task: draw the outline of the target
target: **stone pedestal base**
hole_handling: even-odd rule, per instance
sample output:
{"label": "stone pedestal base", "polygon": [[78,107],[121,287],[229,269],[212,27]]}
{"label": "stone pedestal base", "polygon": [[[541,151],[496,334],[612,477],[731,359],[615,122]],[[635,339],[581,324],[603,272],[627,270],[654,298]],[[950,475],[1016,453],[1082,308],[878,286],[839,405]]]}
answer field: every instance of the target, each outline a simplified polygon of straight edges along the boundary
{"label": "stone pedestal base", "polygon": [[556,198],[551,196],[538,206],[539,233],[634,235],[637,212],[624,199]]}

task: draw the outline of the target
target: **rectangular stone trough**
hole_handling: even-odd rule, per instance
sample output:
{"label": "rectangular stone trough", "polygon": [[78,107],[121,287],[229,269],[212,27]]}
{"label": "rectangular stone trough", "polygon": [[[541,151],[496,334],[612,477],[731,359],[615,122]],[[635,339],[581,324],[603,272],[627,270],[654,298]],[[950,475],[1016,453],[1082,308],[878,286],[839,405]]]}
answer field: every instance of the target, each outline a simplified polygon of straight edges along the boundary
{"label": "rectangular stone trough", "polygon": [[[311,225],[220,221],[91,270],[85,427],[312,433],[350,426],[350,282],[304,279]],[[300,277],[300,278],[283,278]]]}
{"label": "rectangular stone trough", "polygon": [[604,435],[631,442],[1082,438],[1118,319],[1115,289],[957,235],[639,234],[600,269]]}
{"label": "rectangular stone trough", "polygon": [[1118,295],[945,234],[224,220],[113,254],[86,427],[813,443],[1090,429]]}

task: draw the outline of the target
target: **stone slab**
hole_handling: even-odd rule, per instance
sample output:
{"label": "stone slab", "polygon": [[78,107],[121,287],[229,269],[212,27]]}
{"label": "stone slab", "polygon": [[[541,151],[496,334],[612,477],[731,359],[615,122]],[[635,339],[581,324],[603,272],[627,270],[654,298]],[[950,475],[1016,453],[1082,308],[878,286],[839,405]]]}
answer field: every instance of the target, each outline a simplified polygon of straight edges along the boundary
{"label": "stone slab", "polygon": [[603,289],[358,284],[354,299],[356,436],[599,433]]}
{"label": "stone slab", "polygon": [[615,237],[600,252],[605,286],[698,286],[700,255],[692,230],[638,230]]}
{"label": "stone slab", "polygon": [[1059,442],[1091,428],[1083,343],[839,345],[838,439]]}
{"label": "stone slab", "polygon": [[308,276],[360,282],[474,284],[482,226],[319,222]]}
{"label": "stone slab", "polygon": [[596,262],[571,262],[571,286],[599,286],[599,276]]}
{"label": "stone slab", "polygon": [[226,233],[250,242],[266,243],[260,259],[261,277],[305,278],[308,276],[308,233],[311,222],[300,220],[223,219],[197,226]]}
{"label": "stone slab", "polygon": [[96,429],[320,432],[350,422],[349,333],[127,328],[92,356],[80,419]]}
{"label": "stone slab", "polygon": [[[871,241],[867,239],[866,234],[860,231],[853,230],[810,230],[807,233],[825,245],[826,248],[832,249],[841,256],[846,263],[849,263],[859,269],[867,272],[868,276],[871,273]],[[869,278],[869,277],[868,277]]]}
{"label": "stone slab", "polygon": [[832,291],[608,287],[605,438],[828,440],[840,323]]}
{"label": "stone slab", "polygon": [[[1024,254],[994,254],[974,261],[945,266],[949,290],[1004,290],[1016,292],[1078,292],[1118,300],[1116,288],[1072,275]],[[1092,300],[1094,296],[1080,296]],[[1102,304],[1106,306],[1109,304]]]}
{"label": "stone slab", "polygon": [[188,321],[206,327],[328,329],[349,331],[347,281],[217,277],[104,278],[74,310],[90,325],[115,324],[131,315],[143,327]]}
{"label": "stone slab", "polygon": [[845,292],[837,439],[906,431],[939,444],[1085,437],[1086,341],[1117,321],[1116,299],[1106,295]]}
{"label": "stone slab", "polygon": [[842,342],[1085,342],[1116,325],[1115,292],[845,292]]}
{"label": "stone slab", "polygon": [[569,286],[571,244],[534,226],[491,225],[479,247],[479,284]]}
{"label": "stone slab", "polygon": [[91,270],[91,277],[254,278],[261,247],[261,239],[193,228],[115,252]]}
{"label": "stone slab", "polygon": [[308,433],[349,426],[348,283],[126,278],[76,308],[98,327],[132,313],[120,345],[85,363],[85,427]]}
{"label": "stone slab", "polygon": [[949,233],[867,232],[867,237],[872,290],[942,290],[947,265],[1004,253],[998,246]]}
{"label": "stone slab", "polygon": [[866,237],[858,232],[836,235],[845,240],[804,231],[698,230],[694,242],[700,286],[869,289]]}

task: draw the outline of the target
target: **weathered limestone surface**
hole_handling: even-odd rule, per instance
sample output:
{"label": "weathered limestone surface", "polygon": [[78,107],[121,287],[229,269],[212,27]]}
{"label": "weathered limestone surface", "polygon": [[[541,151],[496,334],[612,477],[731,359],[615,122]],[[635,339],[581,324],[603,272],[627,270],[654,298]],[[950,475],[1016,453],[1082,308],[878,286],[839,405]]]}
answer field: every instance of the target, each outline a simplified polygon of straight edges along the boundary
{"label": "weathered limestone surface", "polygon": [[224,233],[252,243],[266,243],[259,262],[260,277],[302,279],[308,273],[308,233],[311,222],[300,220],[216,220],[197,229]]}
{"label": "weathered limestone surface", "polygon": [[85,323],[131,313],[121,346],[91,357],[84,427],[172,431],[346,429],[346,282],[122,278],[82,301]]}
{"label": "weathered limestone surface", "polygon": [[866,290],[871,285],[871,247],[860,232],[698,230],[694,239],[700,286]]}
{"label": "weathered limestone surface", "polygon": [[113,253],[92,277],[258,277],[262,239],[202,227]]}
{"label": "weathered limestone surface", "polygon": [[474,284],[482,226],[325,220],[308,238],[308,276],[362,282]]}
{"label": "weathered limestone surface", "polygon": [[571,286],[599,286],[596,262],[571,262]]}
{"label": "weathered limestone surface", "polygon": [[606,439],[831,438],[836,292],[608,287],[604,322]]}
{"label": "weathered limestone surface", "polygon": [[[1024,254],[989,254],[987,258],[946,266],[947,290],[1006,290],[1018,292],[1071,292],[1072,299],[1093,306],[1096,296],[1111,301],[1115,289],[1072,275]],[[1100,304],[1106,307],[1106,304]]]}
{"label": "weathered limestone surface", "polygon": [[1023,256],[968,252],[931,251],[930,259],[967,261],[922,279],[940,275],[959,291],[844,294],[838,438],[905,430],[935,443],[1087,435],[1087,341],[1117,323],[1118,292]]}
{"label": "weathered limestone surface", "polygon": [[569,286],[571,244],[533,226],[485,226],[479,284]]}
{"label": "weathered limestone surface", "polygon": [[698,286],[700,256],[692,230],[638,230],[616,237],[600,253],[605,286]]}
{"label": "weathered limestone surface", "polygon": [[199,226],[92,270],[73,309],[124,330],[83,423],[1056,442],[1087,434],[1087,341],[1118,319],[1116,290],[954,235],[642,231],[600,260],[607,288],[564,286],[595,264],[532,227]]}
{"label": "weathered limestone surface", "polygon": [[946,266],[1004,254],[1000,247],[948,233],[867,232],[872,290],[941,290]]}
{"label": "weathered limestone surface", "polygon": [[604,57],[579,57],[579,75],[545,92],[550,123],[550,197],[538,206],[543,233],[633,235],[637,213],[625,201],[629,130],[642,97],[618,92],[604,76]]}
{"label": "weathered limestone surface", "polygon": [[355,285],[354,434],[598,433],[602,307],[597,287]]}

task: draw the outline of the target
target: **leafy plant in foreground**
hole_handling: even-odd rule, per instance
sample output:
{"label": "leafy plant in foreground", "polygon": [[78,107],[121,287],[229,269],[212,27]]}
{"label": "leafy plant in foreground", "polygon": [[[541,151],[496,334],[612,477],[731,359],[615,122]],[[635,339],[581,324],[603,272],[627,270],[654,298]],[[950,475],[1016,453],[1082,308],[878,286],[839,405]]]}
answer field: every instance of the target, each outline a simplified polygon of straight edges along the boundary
——
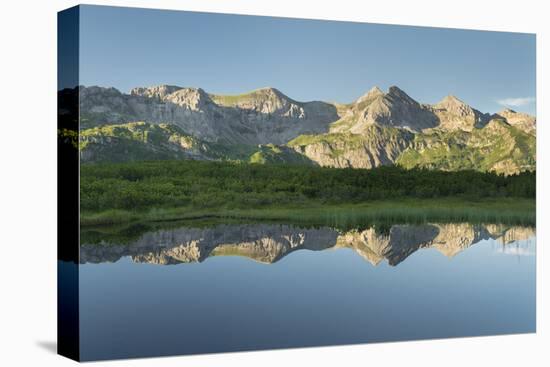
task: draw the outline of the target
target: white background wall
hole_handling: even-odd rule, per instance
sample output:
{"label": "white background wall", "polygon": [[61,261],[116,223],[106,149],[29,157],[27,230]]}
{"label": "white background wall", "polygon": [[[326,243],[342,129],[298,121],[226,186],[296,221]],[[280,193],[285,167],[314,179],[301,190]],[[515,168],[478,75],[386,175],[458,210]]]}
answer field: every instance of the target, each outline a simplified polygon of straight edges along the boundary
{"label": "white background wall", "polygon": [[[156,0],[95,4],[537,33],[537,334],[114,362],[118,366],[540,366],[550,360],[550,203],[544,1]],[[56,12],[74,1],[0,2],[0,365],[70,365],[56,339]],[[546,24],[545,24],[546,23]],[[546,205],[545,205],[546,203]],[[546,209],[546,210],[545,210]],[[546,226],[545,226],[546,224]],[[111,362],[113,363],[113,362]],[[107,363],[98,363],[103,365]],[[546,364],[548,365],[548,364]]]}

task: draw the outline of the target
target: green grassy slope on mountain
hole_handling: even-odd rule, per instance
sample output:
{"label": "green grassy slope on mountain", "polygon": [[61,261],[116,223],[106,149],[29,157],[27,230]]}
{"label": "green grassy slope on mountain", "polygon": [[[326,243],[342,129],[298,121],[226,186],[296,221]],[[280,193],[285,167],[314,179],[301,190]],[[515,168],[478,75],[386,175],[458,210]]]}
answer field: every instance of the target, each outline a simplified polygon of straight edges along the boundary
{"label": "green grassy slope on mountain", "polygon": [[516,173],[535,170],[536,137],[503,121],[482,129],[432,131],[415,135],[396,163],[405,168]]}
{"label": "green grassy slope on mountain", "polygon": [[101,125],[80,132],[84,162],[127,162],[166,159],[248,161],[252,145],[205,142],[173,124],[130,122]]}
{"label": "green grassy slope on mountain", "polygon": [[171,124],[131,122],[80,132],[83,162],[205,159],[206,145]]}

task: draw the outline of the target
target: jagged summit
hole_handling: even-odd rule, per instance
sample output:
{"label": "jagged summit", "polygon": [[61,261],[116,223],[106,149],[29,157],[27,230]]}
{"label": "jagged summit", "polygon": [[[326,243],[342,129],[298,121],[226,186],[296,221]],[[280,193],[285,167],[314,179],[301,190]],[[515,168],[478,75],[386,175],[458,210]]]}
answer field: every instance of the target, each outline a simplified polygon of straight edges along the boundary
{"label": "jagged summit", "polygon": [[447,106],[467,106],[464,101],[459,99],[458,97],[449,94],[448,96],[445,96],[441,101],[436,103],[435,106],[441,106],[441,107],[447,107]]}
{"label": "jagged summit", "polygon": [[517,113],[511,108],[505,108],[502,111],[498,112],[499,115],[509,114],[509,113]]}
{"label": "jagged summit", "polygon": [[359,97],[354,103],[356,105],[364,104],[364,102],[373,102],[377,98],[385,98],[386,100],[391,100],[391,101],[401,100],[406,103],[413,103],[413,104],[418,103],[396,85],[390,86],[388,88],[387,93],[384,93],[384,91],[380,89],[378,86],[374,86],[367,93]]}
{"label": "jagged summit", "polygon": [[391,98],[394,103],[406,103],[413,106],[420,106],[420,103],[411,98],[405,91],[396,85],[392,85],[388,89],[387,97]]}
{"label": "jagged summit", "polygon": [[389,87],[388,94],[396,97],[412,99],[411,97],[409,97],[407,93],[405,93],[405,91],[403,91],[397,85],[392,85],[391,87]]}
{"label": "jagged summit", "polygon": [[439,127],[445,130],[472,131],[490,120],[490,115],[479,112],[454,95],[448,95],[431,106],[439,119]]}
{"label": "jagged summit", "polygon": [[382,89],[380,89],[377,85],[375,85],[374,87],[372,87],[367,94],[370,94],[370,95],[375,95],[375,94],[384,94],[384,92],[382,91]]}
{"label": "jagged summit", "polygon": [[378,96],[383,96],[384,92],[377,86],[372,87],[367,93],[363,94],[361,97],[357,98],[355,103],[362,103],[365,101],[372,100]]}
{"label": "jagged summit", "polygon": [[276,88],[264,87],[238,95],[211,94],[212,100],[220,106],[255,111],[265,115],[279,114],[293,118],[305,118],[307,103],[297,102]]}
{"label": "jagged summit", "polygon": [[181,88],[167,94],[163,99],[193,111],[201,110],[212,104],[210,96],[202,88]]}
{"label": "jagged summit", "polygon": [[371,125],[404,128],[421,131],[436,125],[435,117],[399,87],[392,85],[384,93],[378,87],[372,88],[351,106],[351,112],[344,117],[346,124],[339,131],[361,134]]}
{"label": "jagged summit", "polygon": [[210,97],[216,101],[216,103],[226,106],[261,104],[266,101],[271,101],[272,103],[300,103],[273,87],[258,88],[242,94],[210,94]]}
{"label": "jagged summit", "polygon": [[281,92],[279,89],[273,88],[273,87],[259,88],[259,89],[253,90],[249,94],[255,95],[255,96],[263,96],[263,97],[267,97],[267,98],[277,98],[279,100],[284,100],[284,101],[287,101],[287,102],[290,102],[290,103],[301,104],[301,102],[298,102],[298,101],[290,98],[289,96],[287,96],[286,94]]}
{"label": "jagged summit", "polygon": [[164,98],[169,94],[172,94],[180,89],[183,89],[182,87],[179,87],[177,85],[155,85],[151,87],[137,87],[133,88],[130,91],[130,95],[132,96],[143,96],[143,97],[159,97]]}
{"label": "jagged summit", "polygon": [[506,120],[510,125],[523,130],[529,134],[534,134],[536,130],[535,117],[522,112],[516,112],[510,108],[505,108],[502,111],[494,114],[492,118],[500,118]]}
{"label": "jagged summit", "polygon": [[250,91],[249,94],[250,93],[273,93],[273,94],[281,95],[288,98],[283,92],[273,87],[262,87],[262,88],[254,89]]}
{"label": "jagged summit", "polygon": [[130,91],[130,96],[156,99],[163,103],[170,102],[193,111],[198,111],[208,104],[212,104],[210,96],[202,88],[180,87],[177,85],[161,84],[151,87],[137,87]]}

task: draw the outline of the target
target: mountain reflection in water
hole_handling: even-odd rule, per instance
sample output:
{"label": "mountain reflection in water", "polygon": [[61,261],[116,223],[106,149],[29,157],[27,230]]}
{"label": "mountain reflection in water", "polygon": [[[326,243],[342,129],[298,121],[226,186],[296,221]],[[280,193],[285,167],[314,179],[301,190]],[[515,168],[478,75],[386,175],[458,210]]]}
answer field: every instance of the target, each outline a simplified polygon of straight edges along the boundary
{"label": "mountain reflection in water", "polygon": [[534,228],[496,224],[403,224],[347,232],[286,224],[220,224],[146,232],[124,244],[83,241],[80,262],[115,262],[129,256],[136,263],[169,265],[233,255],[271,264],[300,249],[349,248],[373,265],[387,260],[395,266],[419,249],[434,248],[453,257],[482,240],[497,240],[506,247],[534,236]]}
——
Return each line in the records that holds the string "foreground".

target: **leafy plant in foreground**
{"label": "leafy plant in foreground", "polygon": [[78,107],[121,287],[229,269],[212,27]]}
{"label": "leafy plant in foreground", "polygon": [[[541,151],[496,334],[612,477],[731,359],[615,122]],[[635,339],[581,324],[603,272],[627,270],[654,298]],[[950,475],[1016,453],[1082,308],[878,286],[839,405]]]}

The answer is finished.